> [Problem to work on]:
Please copy word for word the passage of the text on macroscopes and distant reading below, from "The following is" to "I worked there).".

> [Text for analysis]:
====================

Editor’s Choice: Macroscopes & Distant Reading: Implications for Infrastructures to Support Computational Humanities Scholarship

The following is the rough transcripts of a talk I gave at Fostering the Transatlantic Dialogue on Digital Heritage and EU Research Infrastructures: Initiatives and Solutions in the USA and in Italy at the Library of Congress in November 2014 (back when I worked there).

As scholars become increasingly interested in approaching digital collections and digital objects as data for computational analysis it becomes critical for libraries, archives and museums to rethink some of their paradigms for providing access to materials. Two related concepts in emergent methodologies in the digital humanities, macroscopes and the notion of distant reading, provide a point of entry for identifying the requirements for digital library platforms to support this kind of scholarship.

====================

> [Given information]:

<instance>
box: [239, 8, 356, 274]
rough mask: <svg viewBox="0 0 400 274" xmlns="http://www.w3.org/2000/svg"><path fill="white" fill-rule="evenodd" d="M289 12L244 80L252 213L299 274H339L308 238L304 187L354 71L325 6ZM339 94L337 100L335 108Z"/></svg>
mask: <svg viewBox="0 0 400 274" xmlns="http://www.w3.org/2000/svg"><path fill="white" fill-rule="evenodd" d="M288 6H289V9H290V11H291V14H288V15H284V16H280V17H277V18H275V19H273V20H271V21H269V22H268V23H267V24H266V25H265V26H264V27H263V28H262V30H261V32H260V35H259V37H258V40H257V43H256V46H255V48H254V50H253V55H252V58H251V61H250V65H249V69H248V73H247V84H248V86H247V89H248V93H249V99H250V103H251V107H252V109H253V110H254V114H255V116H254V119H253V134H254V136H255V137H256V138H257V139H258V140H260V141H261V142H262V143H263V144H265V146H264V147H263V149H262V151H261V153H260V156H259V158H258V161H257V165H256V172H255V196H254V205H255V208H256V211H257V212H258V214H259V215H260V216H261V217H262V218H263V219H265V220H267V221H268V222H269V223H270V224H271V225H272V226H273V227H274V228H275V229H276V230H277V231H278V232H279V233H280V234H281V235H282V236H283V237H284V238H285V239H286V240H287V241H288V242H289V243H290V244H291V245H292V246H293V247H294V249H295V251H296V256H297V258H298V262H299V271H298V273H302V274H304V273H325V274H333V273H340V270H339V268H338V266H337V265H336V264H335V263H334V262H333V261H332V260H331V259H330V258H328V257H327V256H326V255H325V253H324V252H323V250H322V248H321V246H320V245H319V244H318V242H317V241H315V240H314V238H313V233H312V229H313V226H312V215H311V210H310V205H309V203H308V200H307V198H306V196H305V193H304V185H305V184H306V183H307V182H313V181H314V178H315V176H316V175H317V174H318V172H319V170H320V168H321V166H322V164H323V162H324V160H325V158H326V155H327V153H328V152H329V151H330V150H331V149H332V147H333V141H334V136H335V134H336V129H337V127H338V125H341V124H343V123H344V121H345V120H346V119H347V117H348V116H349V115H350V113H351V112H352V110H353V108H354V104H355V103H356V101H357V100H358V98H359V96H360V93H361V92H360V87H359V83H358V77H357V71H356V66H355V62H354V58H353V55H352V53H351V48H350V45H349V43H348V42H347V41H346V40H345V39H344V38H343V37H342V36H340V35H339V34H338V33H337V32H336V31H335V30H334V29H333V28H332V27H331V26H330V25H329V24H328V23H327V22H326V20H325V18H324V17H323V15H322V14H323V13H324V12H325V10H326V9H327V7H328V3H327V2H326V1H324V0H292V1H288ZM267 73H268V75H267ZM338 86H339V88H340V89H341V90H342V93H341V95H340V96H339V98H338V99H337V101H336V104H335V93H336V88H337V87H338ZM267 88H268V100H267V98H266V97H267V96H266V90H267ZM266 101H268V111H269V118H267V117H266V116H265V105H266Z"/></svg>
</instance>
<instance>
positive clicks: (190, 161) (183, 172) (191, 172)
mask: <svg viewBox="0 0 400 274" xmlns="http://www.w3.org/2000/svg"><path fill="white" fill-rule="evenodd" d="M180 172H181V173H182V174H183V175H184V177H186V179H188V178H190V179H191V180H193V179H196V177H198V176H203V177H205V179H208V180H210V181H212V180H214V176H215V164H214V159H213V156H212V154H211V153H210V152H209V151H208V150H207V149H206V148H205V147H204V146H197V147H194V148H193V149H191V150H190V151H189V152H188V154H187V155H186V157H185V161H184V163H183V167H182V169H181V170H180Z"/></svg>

====================

> [Completed task]:
The following is the rough transcripts of a talk I gave at Fostering the Transatlantic Dialogue on Digital Heritage and EU Research Infrastructures: Initiatives and Solutions in the USA and in Italy at the Library of Congress in November 2014 (back when I worked there).